[WHAT YOU SHOULD DO] Please set out each line of the material below as a numbered list, skipping any blank lines and leaving the pictures out.

[STORED RECORDS]
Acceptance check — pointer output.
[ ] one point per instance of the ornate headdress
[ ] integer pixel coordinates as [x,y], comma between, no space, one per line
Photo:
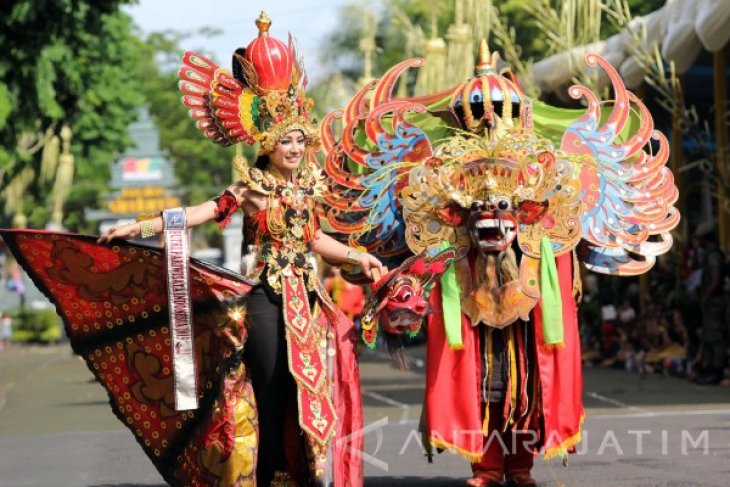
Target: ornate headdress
[492,99]
[263,102]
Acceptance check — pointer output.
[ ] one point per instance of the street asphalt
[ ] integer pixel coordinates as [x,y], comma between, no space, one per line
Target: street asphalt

[RESPONSE FOR THIS EXERCISE]
1. Acceptance check — pointer output.
2. [ ] one point per instance of the ornate headdress
3. [ ] integer pixel coordinates as [x,y], comma between, no space, one per line
4. Photo:
5. Target: ornate headdress
6. [492,99]
7. [263,102]
8. Acceptance check — pointer output.
9. [ ] one point per instance of the street asphalt
10. [ ] integer pixel coordinates as [x,y], comma between, no space, one per line
11. Target: street asphalt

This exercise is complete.